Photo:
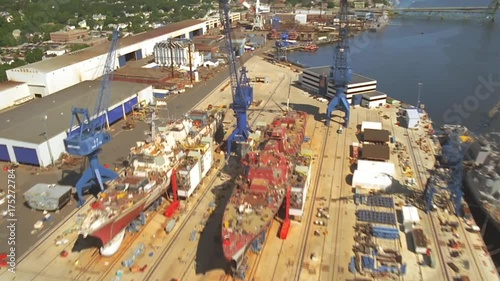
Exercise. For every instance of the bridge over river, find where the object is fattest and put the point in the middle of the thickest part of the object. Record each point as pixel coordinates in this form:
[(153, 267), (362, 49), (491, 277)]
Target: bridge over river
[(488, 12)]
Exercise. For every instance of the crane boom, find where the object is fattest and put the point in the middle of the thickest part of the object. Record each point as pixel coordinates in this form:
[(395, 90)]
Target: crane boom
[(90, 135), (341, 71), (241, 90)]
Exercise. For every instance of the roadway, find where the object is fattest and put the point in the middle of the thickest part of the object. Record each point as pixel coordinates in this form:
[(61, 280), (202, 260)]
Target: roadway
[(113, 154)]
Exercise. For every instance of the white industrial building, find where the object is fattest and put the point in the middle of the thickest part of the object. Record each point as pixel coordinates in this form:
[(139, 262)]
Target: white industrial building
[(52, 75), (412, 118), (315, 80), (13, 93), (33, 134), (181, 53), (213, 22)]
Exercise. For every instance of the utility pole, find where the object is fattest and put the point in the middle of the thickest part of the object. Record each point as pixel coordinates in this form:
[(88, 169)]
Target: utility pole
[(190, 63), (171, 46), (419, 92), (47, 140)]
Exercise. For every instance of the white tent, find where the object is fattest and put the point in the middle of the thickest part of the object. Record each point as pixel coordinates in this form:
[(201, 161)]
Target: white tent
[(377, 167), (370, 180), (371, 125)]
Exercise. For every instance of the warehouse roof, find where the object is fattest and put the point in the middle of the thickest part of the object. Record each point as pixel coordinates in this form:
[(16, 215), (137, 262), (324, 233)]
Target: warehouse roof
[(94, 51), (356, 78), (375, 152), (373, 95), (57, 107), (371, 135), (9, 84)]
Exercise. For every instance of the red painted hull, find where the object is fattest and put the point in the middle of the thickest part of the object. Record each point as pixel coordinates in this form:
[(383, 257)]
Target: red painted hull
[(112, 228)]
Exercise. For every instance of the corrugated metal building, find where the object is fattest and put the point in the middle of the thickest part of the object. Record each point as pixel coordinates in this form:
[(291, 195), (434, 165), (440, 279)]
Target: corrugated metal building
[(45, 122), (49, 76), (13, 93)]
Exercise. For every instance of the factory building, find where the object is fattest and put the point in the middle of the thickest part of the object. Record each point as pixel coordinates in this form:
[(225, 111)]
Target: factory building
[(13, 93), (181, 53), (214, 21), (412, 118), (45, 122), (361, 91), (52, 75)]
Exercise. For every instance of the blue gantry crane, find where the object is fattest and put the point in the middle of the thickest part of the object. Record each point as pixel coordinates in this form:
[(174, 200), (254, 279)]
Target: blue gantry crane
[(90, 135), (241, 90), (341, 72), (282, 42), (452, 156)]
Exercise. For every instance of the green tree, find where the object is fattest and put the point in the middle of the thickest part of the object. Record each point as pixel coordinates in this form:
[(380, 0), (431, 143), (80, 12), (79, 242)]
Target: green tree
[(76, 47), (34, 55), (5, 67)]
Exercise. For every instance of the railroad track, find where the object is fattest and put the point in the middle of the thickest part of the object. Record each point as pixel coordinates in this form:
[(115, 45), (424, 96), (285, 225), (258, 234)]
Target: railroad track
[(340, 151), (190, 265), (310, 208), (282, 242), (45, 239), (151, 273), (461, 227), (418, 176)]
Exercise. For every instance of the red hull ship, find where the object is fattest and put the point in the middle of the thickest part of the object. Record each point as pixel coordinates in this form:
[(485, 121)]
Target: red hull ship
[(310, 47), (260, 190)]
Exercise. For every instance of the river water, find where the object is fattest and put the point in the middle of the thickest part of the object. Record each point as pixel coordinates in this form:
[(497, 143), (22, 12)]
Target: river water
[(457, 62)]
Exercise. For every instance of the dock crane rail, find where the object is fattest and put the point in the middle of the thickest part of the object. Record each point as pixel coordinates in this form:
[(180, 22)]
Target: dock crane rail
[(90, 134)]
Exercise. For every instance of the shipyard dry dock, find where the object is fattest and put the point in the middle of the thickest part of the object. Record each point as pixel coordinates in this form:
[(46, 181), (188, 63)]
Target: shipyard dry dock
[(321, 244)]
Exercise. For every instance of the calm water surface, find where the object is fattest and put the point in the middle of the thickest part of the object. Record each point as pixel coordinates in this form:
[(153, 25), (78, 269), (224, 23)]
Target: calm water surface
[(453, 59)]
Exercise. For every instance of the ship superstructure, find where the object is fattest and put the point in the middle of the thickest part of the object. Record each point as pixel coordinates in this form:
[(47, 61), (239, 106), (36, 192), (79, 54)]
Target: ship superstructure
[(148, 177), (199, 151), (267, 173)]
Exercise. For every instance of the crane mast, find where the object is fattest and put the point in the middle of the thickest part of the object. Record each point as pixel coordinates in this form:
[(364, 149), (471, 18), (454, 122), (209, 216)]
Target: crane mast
..............................
• WORK INSTRUCTIONS
Repeat the entries exactly. Pictures are excluded from the copy.

• FINAL ANSWER
Photo:
Exercise. For every instance of the bridge over river, find where the object is fattest and put the point in the middle of the thickest part of the object. Record each point as pixel coordinates in this form:
[(153, 267), (362, 49), (491, 277)]
Target: bridge over river
[(488, 12)]
Exercise. For every instance of the crane boom, find where the object is fattest and put the point in the middle of the thickest part of the object. Record each point as pixel coordinates in this form:
[(395, 90)]
Target: crane boom
[(90, 135), (341, 71), (241, 90)]
Exercise. For every instance of the roadway, find where the object is fattest and put the point in the middle of the thickest part of the object. Record each point as pixel coordinates in this form:
[(61, 280), (202, 260)]
Target: roadway
[(113, 154)]
Exercise. For every instance of the white industrial building, find where the object is fattest and put the point in the middle of the thickest part of the object. Record each point as pixel coordinates in this form:
[(139, 262)]
Target: white industrial building
[(52, 75), (412, 118), (315, 80), (13, 93), (33, 134), (181, 53), (213, 22)]
Exercise. For every instance of the utility pole, find where the object is fattest and put the point in the middle of the thickest part of the object. Record each point as pixel coordinates in this form:
[(88, 169)]
Target: utility pole
[(190, 63), (171, 46), (419, 92), (47, 140)]
Exercise. For every instance of the white tent, find where the object is fattest and put the point in the middle of the thickest part of the object. Record each point as pixel coordinates in this form:
[(201, 161)]
Target: white tent
[(377, 167), (370, 180), (371, 125)]
Exercise. For every instance of the warehouse roof, find where the object is fattest and put the point in the middle of the thickest part of the object. Record each point as pixel coordinates in this form:
[(16, 215), (137, 262), (324, 233)]
Target: warehouse roof
[(94, 51), (356, 78), (375, 152), (373, 95), (57, 107), (371, 135), (9, 84)]
Exercise. For every instance of the red painted hull, find where the object is fattest and put the point in the middle of the thickest part of the object. Record each point as pixel coordinates in this form:
[(383, 257)]
Target: red painted hull
[(112, 228)]
Exercise. For every instance of the corrugated metal building, find where the object is fattest and put the point in the middle of the thickest part of the object. Record each point as pixel coordinates in this form:
[(291, 195), (434, 165), (440, 279)]
Target: corrugated metal building
[(45, 122), (49, 76), (13, 93)]
Exercise. For every instance of the factory building, find where the object is fattest and put the point in the middle of the thickest part of the object. Record each point as pixel coordinates in this form:
[(225, 111)]
Target: factory building
[(13, 93), (181, 53), (214, 21), (412, 118), (45, 122), (361, 91), (52, 75)]
Exercise. For every instance of the blue gantry crane, find where the object is fattest and put the point in the middle of the thickest part of the object. Record each point as pixel coordinates in this form:
[(174, 200), (254, 279)]
Target: blue gantry crane
[(90, 135), (241, 90), (341, 72), (282, 42), (452, 156)]
Exercise. For every instance of the green tree, find where the object is fattest and put the point in the middle of the thickest part of the object. Record each point as pixel coordinates in this form:
[(380, 0), (431, 143), (80, 12), (79, 242)]
Target: green tree
[(76, 47), (34, 55), (5, 67)]
Exercise. For every instance of the railroad track, find where the object is fattest and put the point in the middle of the thickest part of the object. Record each point as pixel coordinates in this form:
[(115, 45), (424, 96), (285, 225), (258, 234)]
Target: railroad track
[(340, 151), (190, 265), (310, 208), (282, 242), (45, 239), (151, 273), (461, 227), (418, 176)]
Exercise. For every instance of the red hull ship, find where the object is fattest and put the point in the middle of the thickest part of the object. Record each point as pixel coordinates in this form:
[(485, 121)]
Target: red hull ship
[(310, 47), (260, 190)]
Exercise. For every instance of the river water, find where the object is fattest and put the point in the middle of the thickest part of the object. Record each point as pixel coordinates in this form:
[(497, 143), (22, 12)]
Target: river water
[(457, 62)]
Exercise. For every instance of the dock crane rail, find where the object is fattest and put the point in the middle of the thickest part of the object. Record each point as pixel coordinates in this form:
[(180, 22)]
Target: dock crane rail
[(90, 134)]
Exercise. For every instance of the shipyard dry dock, find where the object is fattest and put the point in the middle of the thickest part of the object. Record each point as pixel coordinates in this form:
[(46, 181), (188, 63)]
Target: shipyard dry dock
[(321, 244)]
Exercise. For every instance of the calm water surface, find where the object is fattest and put the point in the middle of the thickest part of the object. Record each point as pixel coordinates in this form:
[(153, 25), (78, 269), (224, 23)]
Target: calm water surface
[(453, 59)]
Exercise. For every instance of the ship superstructure, find where the object is fattest and put the point in the middle of the thickest part of the object. Record each point as pixel coordinates in this form:
[(47, 61), (239, 106), (36, 192), (79, 54)]
Target: ship superstructure
[(148, 177), (199, 151), (267, 173)]
Exercise. For every instance of the crane mast, find where the object is fattest and put the point in the middle of the thickest part of the object. Record each point as pixel coordinates in this form:
[(364, 149), (471, 18), (454, 122), (209, 216)]
Target: crane mast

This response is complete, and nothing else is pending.